Pictures within the data are to be left out; everything else must be reproduced exactly.

Items |
_ _ _ _
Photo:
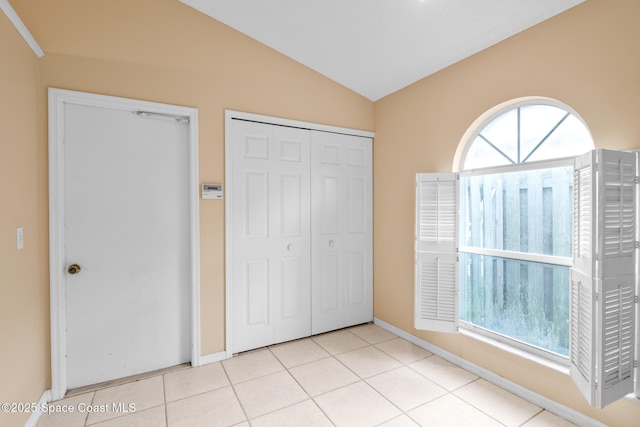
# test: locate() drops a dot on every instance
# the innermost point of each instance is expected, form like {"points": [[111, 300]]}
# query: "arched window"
{"points": [[516, 224], [527, 132]]}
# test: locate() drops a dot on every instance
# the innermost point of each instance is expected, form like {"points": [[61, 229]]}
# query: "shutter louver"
{"points": [[602, 324], [436, 276]]}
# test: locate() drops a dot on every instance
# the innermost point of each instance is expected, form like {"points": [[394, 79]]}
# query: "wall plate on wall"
{"points": [[212, 191]]}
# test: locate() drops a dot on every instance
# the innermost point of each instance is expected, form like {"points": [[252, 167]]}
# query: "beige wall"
{"points": [[24, 285], [170, 53], [586, 58], [155, 50], [167, 52]]}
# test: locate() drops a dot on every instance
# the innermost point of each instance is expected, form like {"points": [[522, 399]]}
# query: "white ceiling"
{"points": [[376, 47]]}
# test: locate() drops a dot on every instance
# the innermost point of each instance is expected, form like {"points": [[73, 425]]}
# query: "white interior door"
{"points": [[341, 180], [270, 236], [127, 225]]}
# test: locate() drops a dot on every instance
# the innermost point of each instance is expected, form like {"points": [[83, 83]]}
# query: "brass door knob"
{"points": [[73, 269]]}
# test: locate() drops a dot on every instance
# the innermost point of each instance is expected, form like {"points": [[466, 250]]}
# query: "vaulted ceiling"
{"points": [[376, 47]]}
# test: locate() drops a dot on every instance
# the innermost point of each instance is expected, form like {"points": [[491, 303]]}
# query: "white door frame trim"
{"points": [[57, 99], [230, 115]]}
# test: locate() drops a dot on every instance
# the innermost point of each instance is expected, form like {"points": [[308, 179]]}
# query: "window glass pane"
{"points": [[570, 139], [528, 133], [536, 121], [529, 211], [481, 155], [526, 301], [502, 132]]}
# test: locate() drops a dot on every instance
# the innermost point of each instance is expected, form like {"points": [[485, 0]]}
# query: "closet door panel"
{"points": [[341, 230], [270, 234]]}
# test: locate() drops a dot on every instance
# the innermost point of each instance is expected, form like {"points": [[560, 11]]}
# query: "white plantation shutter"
{"points": [[582, 315], [602, 324], [436, 274]]}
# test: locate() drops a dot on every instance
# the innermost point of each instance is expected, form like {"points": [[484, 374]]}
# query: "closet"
{"points": [[299, 227]]}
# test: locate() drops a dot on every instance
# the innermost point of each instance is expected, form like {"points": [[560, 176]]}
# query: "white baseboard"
{"points": [[213, 357], [35, 415], [531, 396]]}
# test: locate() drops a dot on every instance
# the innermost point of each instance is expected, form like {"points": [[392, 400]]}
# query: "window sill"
{"points": [[559, 367]]}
_ _ _ _
Written reply |
Photo:
# test: locate() drops a dot on every instance
# the innermost point of each instance is expected, form like {"points": [[111, 300]]}
# query: "arched window"
{"points": [[516, 224], [527, 132]]}
# test: locate() drops a dot on every instance
# the innermost point of each instance is expected, form like {"points": [[61, 229]]}
# query: "shutter louver"
{"points": [[602, 324], [436, 276]]}
# test: locate() drops a dot on every instance
# the innermost point of each instance is expected, form like {"points": [[394, 79]]}
# query: "wall plate on wall"
{"points": [[212, 191]]}
# test: locate() drops a dot on every instance
# the innermost point of each instance is expected, form like {"points": [[252, 167]]}
# query: "beige wall"
{"points": [[24, 285], [170, 53], [586, 58], [155, 50], [167, 52]]}
# test: locate() drops a dot on every instance
# the innermost point of each instance is expected, form like {"points": [[522, 399]]}
# query: "white ceiling"
{"points": [[376, 47]]}
# test: locate() drops a dot on every instance
# the innermost point of each instance is expected, form like {"points": [[73, 425]]}
# query: "white interior door"
{"points": [[341, 180], [270, 236], [127, 225]]}
# test: locate() drops a dot on every instance
# the innermost point of each instance is expected, form like {"points": [[83, 83]]}
# query: "brass door knob"
{"points": [[73, 269]]}
# test: locate() drops a dot on every instance
# the innermost point of each instance is expected, form like {"points": [[466, 250]]}
# query: "vaulted ceiling"
{"points": [[376, 47]]}
# test: locate() drops a dot on every instance
# the innermost point of each instance is expected, form like {"points": [[491, 303]]}
# query: "white door frame trim"
{"points": [[57, 99], [230, 115]]}
# test: locate() drops a dot on every instance
# the innermost point of each instance is expected, form like {"points": [[308, 179]]}
# query: "window glass pane"
{"points": [[570, 139], [528, 133], [536, 121], [529, 211], [481, 155], [526, 301], [502, 132]]}
# test: locate() drops a dot on every instance
# the innermost point of each instance is expected, form like {"points": [[485, 0]]}
# query: "closet door panel"
{"points": [[341, 230], [270, 234]]}
# test: locate() drops a dot on every instance
# the innermost point of each instance is expected, form like {"points": [[560, 11]]}
# query: "white plantation shutter"
{"points": [[582, 315], [602, 324], [436, 274]]}
# test: locate() drops a dot on every instance
# the innermost point of each instance is expected, form like {"points": [[484, 374]]}
# query: "closet"
{"points": [[299, 227]]}
# test: locate() drops a dot on every instance
# the innermost point of each instance is expected, form like {"points": [[560, 176]]}
# query: "white baseboard"
{"points": [[213, 357], [35, 415], [531, 396]]}
# test: locate() drops a dot on every instance
# the innermost point of each instance is expected, form like {"points": [[392, 400]]}
# query: "window sill"
{"points": [[559, 367]]}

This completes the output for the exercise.